- _SOURCE PASSAGE_:

The optimal bandwidth for estimating treatment effects may differ from the optimal bandwidth for testing covariates but should be fairly close.

# Load required package
library(rdd)

# Simulate some data
set.seed(123)
n <- 100  # Sample size

# Running variable centered around 0
running_var <- runif(n, -1, 1)  

# Treatment assigned at cutpoint 0
treatment   <- ifelse(running_var >= 0, 1, 0)  

# Outcome variable
outcome_var <- 2 * running_var + treatment * 1.5 + rnorm(n)  

# Compute the optimal Imbens-Kalyanaraman bandwidth
bandwidth <-
    IKbandwidth(running_var,
                outcome_var,
                cutpoint = 0,
                kernel = "triangular")

# Print the bandwidth
print(bandwidth)
#> [1] 0.4374142

27.5.6 Manipulation-Robust Regression Discontinuity Bounds

Regression Discontinuity designs rely on the assumption that the running variable $X_i$ is not manipulable by agents in the study. However, McCrary (2008) showed that a discontinuity in the density of $X_i$ at the cutoff may indicate manipulation, potentially invalidating RD estimates. The common approach to handling detected manipulation is:

If no manipulation is detected, proceed with RD analysis.

- _SOURCE MATERIAL_:

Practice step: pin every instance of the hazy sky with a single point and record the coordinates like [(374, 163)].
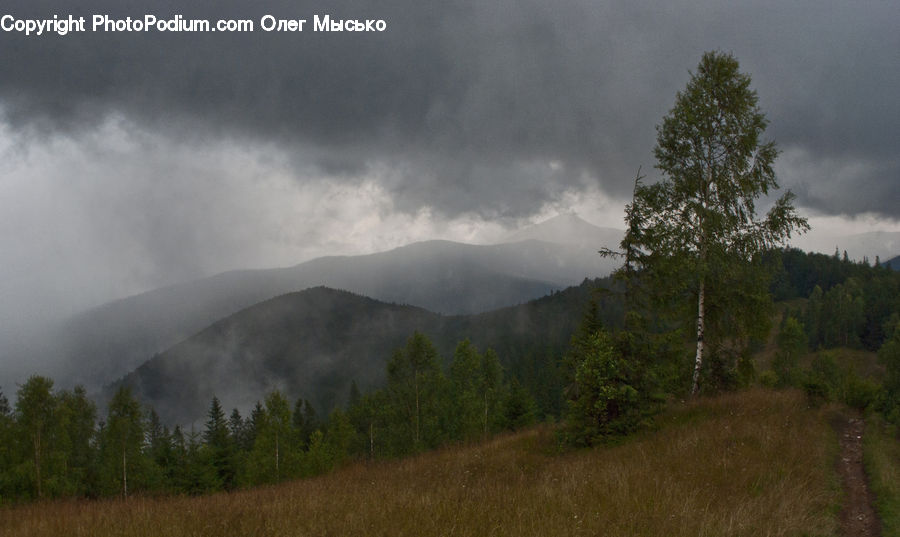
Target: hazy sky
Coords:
[(132, 160)]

- _PROBLEMS TO WORK ON_:
[a] In one to three sentences, explain why the regression discontinuity passage treats a discontinuity in the density of the running variable at the cutoff as a concern.
[b] Reproduce the part of the regression discontinuity passage that opens with the words containing "# Load required" and closes with "ifelse(running_var >= 0, 1, 0)".
[c] Carry on writing the regression discontinuity passage from where it stops.
The material has no connection to the regression discontinuity passage.

- _TASK RESULTS_:
[a] Regression discontinuity designs assume that agents in the study cannot manipulate the running variable $X_i$. McCrary (2008) showed that a discontinuity in the density of $X_i$ at the cutoff may signal such manipulation, which could invalidate the RD estimates.

[b]
# Load required package
library(rdd)

# Simulate some data
set.seed(123)
n <- 100  # Sample size

# Running variable centered around 0
running_var <- runif(n, -1, 1)  

# Treatment assigned at cutpoint 0
treatment   <- ifelse(running_var >= 0, 1, 0)

[c]
If manipulation is detected, use the “doughnut-hole” method (i.e., excluding near-cutoff observations), but this contradicts the RD principles.

However, strict adherence to this rule can lead to two problems:

False Negatives: A small sample size might fail to detect manipulation, leading to biased estimates if manipulation still affects the running variable.
Loss of Informative Data: Even when manipulation is detected, the data may still contain valuable information for causal inference.

To address these challenges, Gerard, Rokkanen, and Rothe (2020) introduce a framework that accounts for manipulated observations rather than discarding them. This approach:

Identifies the extent of manipulation.
Computes worst-case bounds on treatment effects.
Provides a systematic way to incorporate manipulated observations while maintaining the credibility of RD analysis.

If manipulation is believed to be unlikely, an alternative approach is to conduct sensitivity analysis by:

Testing how different hypothetical values of $\tau$ affect the bounds.
Comparing results across various $\tau$ assumptions to assess robustness.

Consider independent observations $(X_i, Y_i, D_i)$ :

$X_i$ : Running variable.
$Y_i$ : Outcome variable.
$D_i$ : Treatment indicator ( $D_i = 1$ if $X_i \geq c$ , and $D_i = 0$ otherwise).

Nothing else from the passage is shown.